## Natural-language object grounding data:
......

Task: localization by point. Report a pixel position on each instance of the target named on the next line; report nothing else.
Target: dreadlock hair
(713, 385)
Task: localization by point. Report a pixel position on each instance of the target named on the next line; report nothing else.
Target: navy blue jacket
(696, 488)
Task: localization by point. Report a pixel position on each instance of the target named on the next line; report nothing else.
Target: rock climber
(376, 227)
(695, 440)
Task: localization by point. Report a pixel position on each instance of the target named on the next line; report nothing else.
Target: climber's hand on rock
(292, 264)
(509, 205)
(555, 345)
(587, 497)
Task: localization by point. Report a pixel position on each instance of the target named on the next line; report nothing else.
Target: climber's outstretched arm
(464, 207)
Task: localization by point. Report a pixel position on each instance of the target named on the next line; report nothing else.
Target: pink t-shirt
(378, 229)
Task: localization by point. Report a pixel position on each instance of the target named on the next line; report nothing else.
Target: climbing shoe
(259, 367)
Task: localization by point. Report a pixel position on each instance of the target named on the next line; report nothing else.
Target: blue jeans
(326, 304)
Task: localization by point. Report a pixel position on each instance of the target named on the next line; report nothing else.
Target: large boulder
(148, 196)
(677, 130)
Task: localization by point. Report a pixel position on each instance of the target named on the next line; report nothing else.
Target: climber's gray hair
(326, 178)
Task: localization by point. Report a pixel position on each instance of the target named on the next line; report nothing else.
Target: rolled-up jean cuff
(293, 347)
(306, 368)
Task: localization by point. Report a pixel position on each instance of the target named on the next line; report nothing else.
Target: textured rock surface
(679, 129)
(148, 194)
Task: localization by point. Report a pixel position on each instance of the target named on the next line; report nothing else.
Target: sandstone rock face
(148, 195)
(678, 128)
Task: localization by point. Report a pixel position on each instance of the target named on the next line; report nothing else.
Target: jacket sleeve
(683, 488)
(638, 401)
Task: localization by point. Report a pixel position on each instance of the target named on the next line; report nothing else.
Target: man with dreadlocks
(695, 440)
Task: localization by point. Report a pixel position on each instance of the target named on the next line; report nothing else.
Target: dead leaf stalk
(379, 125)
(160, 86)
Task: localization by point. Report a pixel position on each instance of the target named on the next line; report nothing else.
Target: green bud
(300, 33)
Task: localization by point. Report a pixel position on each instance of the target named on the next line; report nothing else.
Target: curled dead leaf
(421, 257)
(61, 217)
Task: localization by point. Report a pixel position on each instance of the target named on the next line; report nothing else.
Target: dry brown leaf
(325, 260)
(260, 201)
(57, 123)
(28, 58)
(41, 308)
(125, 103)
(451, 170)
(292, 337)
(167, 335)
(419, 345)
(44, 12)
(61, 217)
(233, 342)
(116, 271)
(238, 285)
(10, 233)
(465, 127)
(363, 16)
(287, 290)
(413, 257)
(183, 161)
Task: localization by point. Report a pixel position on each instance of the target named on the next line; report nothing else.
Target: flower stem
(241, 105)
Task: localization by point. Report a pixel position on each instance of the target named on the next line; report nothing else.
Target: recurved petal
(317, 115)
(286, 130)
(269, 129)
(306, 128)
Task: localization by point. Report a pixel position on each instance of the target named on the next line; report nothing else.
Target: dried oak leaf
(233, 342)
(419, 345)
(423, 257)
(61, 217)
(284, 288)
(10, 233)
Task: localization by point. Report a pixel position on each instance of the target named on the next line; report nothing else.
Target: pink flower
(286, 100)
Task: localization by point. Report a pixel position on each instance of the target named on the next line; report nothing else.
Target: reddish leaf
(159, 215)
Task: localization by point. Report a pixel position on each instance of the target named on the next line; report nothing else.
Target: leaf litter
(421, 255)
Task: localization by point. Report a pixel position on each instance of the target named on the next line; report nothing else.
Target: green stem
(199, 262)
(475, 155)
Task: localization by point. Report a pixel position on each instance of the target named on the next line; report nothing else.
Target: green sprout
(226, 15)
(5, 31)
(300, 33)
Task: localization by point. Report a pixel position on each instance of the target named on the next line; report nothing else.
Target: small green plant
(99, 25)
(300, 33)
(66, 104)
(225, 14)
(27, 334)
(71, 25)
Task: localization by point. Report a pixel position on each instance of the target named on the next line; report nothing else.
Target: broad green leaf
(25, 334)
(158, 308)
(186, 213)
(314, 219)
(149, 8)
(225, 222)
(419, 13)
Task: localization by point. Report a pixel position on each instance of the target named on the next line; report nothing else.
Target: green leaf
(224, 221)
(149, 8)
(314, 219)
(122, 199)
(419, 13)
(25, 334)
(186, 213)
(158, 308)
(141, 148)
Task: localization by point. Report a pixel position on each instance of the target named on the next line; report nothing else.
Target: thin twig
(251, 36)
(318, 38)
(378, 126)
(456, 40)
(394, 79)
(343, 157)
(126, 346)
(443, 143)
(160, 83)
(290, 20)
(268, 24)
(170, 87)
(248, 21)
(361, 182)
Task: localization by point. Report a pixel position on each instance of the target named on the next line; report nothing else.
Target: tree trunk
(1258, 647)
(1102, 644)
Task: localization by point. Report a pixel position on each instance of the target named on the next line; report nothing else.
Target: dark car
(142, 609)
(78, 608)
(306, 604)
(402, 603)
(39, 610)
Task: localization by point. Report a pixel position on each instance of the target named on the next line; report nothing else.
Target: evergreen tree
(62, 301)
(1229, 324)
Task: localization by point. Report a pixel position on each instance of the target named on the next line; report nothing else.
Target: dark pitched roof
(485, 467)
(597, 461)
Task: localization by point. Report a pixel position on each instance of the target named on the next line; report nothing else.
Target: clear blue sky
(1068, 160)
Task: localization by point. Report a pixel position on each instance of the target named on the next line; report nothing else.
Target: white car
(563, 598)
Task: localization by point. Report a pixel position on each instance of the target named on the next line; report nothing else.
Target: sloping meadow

......

## TASK INSTRUCTIONS:
Repeat all of the entries exactly.

## SOLUTION BELOW:
Task: localization by point. Report a pixel position on each instance of the target named on the next line; report nothing else.
Target: dreadlock hair
(713, 385)
Task: localization by point. Report a pixel position on each instance of the target named on the next line; report nothing else.
Target: navy blue jacket
(696, 488)
Task: localization by point. Report a pixel position on each instance of the target named on the next line; report nothing else.
Target: rock climber
(376, 227)
(695, 440)
Task: localization by point. Report a pixel position on each instance of the target named on the next line; report nothing else.
Target: climber's hand on rock
(292, 264)
(509, 205)
(555, 345)
(587, 497)
Task: localization by point. Report a pixel position on each instance of the target named on the next line; report nothing else.
Target: climber's outstretched arm
(464, 207)
Task: localization by point. Report a pixel position on each instance of the target named on the next line; report nothing else.
Target: pink t-shirt
(378, 229)
Task: localization by point. Report a pixel position on each instance of the target named on the next line; report nothing else.
Target: climbing shoe
(259, 367)
Task: localization by point. Report a pixel position on each instance of the target named on the next line; report nothing else.
Target: blue jeans
(326, 304)
Task: localization by point. Report a pixel position on each instance of the target named on the next line; report nothing else.
Target: large boulder
(148, 196)
(677, 130)
Task: localization by point. Report a pixel position on each instance of the target named on the next line; report nothing else.
Target: climber's gray hair
(326, 178)
Task: localization by point. Report a pixel position on each instance of the target named on the next line; report nothing else.
Target: rolled-up jean cuff
(293, 347)
(306, 368)
Task: localization by point. Report a pixel position on each instance of the target named on the next line; report nothing else.
Target: textured rock surface
(679, 129)
(148, 194)
Task: localization by point. Report a pixel position on each instance of the target named on the next line; report nothing else.
Target: sandstone rock face
(148, 195)
(678, 128)
Task: localization by point. Report a pixel position on each instance of the target named on the next line; report nothing else.
Target: jacket sleeve
(683, 488)
(638, 401)
Task: localization by point. Report a pixel position on each instance of the target named on the next line; report nothing else.
Target: man with dreadlocks
(695, 440)
Task: localization by point. Report a pixel position on each instance of the target named on the next line; report nothing else.
Target: dead leaf stalk
(379, 125)
(160, 86)
Task: localization by point. Report a pixel position on each instance of the target named on the next line; report nothing else.
Target: green bud
(300, 33)
Task: localization by point. Report a pixel position on each instance of the target named on the next line; report nothing else.
Target: curled dead leaf
(421, 257)
(61, 217)
Task: localization by point. Report a pixel position on each instance of the target named on the next line; report nothing else.
Target: dry brown leaf
(325, 260)
(260, 201)
(57, 123)
(28, 58)
(41, 308)
(125, 103)
(451, 170)
(292, 337)
(167, 335)
(419, 345)
(44, 12)
(61, 217)
(233, 342)
(116, 271)
(238, 285)
(10, 233)
(465, 127)
(363, 16)
(287, 290)
(413, 257)
(183, 161)
Task: localization by point. Report a pixel position on each instance of the target named on the next line; report nothing else.
Target: flower stem
(241, 105)
Task: localization by point. Report a pixel position on each instance of the target named on the next line; report nothing else.
Target: recurved petal
(317, 115)
(286, 130)
(269, 129)
(306, 128)
Task: localization by point. Report a pixel position on each instance of the target named on the next line; report nothing else.
Target: dried oak leaf
(233, 342)
(419, 345)
(423, 257)
(61, 217)
(284, 288)
(10, 233)
Task: localization by point. Report a pixel position on each instance of the target named on the next line; report nothing else.
Target: pink flower
(286, 100)
Task: localization by point. Report a pixel position on each instance of the target named on the next line; report nothing else.
Target: reddish leaf
(159, 215)
Task: localization by point. Report a pixel position on each instance of the target named on the next line; report nothing else.
Target: leaf litter
(421, 255)
Task: localization by point. Report a pixel position on each instance of the target named on the next line; report nothing else.
Target: green stem
(199, 262)
(475, 155)
Task: localization by point. Report a pixel position on each instance of the target named on the next line; report nothing else.
Target: green sprout
(226, 15)
(5, 31)
(300, 33)
Task: localization by point. Report a pixel position on each instance of the target named on the next line; report nothing else.
Target: small green plant
(99, 25)
(300, 33)
(66, 104)
(225, 14)
(27, 334)
(71, 25)
Task: localization by point. Report a pixel position on each instance of the target named on the next line; report nothing else.
Target: broad green leaf
(25, 334)
(158, 308)
(186, 213)
(314, 219)
(149, 8)
(225, 222)
(419, 13)
Task: localization by point. Report a pixel position on each instance of the target named on the next line; report nothing else.
Target: green leaf
(224, 221)
(149, 8)
(314, 219)
(122, 199)
(419, 13)
(25, 334)
(186, 213)
(158, 308)
(141, 148)
Task: localization by point. Report a pixel position on each instance of the target named on the next line; report nothing else.
Target: thin twig
(251, 36)
(318, 38)
(378, 126)
(456, 40)
(394, 79)
(343, 157)
(126, 346)
(443, 143)
(160, 83)
(290, 20)
(268, 24)
(170, 87)
(248, 21)
(361, 182)
Task: localization by point. Report a pixel position on each instance of the target named on the next line; report nothing else.
Target: tree trunk
(1258, 647)
(1102, 644)
Task: localization by point. Report a pixel position on each instance of the target named on the next line; report nothing else.
Target: dark car
(142, 609)
(78, 608)
(306, 604)
(402, 603)
(39, 610)
Task: localization by point. Report a pixel position on each instance of the target named on the next line; report nothing else.
Target: evergreen tree
(62, 301)
(1229, 324)
Task: localization by point. Report a pixel position on each instance of the target named on the next line; report nothing else.
Target: dark pitched roof
(485, 467)
(597, 461)
Task: localization by point. Report a pixel position on each instance of the target named on the next line; report nothing else.
Target: clear blue sky
(1068, 160)
Task: localization by point. Report a pixel position on each instance of the target named on the next line; report nothing else.
Target: white car
(563, 598)
Task: localization by point. Report a pixel position on each instance of the target named on the next line; report nothing else.
Target: sloping meadow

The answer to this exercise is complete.